**Stored data entries**
:::::
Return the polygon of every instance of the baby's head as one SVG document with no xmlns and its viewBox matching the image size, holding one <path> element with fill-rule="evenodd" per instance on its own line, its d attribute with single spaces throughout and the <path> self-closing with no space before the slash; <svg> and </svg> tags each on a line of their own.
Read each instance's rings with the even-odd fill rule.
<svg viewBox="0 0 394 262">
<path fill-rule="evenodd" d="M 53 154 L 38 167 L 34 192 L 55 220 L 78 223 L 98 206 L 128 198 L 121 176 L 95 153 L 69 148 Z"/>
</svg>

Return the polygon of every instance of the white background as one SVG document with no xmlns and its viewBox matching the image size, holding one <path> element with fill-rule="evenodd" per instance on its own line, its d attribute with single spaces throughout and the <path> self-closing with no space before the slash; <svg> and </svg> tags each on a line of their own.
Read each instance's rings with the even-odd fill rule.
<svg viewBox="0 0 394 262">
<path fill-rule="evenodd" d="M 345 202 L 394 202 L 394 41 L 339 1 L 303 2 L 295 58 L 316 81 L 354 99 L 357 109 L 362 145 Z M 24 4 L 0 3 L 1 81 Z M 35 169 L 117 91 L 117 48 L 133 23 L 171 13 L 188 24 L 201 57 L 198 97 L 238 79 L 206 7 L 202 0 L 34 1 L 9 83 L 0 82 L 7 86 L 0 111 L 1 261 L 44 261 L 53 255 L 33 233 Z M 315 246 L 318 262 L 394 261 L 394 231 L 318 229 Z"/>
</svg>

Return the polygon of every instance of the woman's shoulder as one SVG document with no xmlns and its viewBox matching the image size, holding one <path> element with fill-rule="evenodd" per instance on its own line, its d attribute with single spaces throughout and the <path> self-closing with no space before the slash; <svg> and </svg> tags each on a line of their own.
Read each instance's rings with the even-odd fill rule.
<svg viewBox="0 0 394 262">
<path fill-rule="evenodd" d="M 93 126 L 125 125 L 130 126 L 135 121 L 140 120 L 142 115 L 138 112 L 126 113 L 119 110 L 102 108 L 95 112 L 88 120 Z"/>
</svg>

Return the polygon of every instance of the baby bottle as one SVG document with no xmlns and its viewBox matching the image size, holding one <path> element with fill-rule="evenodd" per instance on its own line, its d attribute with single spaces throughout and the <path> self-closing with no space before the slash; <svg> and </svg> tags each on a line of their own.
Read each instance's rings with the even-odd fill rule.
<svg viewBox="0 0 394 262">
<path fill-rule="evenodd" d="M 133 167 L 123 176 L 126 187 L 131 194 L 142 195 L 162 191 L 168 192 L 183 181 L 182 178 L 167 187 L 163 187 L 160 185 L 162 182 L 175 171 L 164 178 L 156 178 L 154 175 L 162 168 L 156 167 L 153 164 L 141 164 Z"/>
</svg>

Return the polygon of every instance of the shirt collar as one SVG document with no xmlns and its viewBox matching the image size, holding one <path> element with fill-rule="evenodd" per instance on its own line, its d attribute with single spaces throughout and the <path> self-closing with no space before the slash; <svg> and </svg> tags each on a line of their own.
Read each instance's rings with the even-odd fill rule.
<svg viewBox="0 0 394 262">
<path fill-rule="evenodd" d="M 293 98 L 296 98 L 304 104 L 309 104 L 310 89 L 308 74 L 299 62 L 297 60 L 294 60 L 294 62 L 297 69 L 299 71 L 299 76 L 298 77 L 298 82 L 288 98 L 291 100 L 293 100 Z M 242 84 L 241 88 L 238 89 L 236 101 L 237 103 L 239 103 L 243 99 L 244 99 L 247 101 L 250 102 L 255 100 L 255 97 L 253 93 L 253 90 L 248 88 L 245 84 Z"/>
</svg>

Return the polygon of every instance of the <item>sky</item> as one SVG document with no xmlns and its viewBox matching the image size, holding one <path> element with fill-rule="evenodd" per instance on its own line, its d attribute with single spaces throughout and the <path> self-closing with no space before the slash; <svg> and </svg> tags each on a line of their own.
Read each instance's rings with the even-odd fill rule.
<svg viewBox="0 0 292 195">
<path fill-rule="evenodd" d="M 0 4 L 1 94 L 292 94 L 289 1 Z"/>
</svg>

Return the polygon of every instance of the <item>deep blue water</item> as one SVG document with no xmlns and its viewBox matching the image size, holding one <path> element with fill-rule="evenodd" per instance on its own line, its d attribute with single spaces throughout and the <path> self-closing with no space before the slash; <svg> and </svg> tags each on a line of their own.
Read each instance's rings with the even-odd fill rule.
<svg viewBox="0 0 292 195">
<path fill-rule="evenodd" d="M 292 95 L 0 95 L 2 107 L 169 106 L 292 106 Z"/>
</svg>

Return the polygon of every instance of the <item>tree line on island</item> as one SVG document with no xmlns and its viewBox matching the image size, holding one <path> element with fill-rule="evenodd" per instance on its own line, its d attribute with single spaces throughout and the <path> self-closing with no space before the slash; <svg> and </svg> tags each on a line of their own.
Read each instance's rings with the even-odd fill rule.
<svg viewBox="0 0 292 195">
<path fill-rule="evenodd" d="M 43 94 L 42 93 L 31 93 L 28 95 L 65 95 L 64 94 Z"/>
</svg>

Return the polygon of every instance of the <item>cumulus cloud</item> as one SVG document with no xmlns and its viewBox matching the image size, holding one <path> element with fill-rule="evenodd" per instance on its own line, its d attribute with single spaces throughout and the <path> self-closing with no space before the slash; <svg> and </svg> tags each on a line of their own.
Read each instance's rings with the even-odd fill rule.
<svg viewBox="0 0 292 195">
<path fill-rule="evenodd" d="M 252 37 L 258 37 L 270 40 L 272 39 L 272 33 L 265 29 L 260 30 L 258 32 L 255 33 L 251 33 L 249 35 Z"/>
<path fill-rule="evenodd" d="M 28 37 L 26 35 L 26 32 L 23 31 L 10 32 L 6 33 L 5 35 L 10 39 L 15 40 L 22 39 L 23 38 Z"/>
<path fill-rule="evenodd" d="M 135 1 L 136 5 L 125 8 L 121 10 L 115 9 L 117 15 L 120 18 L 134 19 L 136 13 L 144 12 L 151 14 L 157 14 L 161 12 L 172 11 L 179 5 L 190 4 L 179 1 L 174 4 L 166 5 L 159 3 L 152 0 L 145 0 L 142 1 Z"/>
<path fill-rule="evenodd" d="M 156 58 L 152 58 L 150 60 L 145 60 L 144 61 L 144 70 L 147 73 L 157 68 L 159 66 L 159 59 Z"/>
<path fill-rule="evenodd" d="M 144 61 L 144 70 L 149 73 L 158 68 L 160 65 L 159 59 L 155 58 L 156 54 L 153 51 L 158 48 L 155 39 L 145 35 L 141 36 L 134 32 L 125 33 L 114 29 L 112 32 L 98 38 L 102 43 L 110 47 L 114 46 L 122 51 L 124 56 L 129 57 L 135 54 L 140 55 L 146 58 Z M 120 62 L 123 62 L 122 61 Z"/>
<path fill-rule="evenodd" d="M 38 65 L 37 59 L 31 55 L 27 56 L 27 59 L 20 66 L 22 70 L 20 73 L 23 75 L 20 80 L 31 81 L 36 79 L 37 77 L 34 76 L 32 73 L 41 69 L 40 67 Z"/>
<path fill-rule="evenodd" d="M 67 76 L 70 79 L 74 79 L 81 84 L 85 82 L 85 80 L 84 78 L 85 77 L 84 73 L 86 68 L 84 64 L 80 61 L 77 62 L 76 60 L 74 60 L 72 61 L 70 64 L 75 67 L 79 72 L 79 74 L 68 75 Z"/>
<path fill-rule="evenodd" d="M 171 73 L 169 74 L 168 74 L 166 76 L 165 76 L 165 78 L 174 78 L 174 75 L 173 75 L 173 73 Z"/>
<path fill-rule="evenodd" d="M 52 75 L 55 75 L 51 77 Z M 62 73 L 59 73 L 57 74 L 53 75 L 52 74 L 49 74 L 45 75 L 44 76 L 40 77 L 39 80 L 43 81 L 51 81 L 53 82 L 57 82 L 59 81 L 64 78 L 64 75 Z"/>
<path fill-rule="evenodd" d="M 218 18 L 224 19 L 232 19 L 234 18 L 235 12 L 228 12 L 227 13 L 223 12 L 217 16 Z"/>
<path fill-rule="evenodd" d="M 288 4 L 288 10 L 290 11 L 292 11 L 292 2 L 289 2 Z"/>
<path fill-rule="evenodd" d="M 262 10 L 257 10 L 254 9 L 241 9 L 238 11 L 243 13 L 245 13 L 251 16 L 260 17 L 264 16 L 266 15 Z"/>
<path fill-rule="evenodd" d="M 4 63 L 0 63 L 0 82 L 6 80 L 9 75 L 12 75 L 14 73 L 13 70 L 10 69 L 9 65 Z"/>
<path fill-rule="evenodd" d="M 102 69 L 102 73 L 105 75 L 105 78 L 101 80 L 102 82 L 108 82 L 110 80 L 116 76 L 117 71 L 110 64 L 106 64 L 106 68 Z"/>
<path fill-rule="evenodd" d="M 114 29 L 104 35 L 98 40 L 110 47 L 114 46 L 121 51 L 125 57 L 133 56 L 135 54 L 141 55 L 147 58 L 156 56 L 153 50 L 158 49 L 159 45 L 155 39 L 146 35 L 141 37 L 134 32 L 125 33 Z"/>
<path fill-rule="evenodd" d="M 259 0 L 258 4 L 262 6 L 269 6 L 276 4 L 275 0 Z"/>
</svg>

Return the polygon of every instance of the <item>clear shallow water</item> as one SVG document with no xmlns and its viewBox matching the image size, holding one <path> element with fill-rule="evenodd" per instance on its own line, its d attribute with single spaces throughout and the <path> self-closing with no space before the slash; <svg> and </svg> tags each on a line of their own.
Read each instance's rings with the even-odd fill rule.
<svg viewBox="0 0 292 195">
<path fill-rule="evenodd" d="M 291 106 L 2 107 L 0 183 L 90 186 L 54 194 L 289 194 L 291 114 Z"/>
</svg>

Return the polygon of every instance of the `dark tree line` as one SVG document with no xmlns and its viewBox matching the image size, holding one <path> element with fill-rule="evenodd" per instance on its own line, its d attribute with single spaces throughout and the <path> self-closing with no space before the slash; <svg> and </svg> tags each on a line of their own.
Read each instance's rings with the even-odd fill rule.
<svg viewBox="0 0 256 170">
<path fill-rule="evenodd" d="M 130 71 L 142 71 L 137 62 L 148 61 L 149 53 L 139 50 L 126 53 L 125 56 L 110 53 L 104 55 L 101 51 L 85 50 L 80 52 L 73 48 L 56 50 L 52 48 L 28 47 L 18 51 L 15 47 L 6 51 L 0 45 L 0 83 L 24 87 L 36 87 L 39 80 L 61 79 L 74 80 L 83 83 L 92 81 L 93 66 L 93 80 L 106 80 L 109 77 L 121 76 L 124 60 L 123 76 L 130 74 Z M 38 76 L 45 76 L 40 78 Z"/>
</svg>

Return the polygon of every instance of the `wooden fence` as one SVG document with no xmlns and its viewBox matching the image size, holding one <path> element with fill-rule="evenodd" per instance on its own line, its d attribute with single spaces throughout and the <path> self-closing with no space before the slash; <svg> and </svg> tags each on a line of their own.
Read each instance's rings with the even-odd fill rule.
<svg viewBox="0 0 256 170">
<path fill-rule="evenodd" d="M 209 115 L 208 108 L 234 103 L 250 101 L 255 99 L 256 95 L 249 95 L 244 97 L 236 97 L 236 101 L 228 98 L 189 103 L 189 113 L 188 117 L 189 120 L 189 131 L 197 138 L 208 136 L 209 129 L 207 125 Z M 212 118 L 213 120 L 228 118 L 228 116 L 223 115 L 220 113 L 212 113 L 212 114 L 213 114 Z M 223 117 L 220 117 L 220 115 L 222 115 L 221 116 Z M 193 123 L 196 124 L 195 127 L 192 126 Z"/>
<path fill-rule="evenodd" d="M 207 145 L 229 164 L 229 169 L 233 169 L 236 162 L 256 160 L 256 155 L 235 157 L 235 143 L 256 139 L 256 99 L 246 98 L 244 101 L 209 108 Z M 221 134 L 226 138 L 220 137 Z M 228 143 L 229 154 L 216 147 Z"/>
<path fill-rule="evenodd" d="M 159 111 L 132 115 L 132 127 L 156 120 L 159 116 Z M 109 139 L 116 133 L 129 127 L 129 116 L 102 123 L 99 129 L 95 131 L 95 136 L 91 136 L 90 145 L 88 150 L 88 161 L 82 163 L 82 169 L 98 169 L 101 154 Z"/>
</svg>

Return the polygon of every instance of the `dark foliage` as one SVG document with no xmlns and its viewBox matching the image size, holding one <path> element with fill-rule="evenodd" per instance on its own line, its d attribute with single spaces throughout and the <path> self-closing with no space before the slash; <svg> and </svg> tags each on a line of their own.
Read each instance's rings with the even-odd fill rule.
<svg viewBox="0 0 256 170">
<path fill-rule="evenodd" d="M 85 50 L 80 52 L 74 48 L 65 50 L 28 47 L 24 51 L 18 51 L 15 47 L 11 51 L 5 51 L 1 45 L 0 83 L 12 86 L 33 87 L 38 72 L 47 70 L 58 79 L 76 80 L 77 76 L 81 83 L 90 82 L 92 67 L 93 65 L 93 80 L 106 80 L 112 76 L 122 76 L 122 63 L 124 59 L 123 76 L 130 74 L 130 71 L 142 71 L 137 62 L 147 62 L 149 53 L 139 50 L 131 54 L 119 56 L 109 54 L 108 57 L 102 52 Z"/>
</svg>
:::::
**Exercise aim**
Extract each line of the listing above that contains the string "tree", treating uppercase and lowercase letters as distinct.

**Response below**
Return the polygon of every instance of the <item>tree line on island</item> as one SVG document with no xmlns and its viewBox matching the image size, holding one <path> element with fill-rule="evenodd" per instance on its own line, its d attribute with single spaces throughout and the <path> self-closing with no space before the slash; <svg> and </svg> tags each on a line of their own.
Return the polygon of every instance of the `dark tree line` as one SVG document with no xmlns and its viewBox matching the image size, holding one <path> element with fill-rule="evenodd" per instance on its own line, its d attribute with single spaces throughout and the <path> self-closing with no space before the slash; <svg> and </svg> tags each on a line of their own.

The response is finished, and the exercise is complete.